• Document segment:
That would be really interesting to be able to support that. No. We haven't built out that sort of functionality of sort of, sort of user contributed

semantic enhancement or or even just, you know, hey. There's a bug here, an error.

1 of the things that we've, been experimenting with and and and and are gonna be moving ahead with in the near term is, also just version control of data. For the most part, most of the data that we publish with OpenContacts is once it's published, it's pretty static. The main changes are usually going to be additions

where, you know, we might publish a set of context first, and then the pottery person is ready with their pottery data and we add to that context

dataset pottery and etcetera etcetera. So most of it's additions, but sometimes there's gonna be error corrections

and and that type of thing.

And we have essentially, because we generate all these JSON LD documents, we have used Git actually as a a version control

mechanism for all of that. We're doing more of that internally because it was starting to get unwieldy with Git. We're just building these giant bloated,

Git

internally, and, we're trying to figure out a good way of of of expressing that publicly of what those changes are. So that's a actually an area of active development, but we do have a sort of an audit trail of how things are changing internally.

And that brings me into

a couple of my next questions. 1 of which is

the average size

of the typical dataset that you would be processing,

just in terms of relative volumes? Are they generally in the megabyte, gigabyte, terabyte scale?

And then I know that part of your overall endeavor is also to serve as an archive

repository

for a lot of this information.

• Record set:
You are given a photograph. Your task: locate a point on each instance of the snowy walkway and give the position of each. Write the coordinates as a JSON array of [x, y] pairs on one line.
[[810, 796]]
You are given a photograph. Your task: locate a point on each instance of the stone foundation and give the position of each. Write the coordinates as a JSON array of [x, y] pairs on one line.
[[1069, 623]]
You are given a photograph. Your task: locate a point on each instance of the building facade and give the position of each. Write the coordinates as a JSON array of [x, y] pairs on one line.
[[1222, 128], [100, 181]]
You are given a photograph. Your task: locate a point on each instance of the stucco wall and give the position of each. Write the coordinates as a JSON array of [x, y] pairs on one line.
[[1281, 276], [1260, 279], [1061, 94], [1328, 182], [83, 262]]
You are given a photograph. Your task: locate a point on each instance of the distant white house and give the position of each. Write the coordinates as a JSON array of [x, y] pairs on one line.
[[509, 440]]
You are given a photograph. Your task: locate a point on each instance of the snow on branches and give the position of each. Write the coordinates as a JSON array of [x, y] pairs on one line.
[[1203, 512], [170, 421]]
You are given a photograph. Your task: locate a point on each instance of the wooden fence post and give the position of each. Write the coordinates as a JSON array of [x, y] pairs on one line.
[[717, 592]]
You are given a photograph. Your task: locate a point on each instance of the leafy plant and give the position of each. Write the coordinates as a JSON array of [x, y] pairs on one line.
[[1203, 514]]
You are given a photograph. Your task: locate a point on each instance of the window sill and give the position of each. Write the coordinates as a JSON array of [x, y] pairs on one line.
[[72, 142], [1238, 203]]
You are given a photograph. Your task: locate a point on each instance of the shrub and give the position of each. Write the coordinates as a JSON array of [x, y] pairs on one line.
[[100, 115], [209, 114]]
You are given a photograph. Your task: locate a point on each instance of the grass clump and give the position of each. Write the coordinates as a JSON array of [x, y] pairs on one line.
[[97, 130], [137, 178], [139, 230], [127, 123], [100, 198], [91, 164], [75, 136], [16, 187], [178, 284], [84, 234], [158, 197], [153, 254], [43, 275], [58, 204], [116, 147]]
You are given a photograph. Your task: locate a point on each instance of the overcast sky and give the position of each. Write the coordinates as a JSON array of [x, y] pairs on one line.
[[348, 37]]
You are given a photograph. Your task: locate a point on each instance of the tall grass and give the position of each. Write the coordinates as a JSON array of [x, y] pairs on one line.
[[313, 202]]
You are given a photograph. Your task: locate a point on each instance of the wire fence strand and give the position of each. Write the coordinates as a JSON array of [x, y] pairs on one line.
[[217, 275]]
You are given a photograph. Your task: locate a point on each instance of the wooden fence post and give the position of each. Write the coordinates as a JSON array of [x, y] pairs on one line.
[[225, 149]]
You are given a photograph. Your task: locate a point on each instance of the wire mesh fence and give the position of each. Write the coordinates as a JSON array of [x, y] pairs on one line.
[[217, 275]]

• What you will do: Please copy out the part of the transcript on data version control from "mechanism for all" to "are changing internally.".

• Response:
mechanism for all of that. We're doing more of that internally because it was starting to get unwieldy with Git. We're just building these giant bloated,

Git

internally, and, we're trying to figure out a good way of of of expressing that publicly of what those changes are. So that's a actually an area of active development, but we do have a sort of an audit trail of how things are changing internally.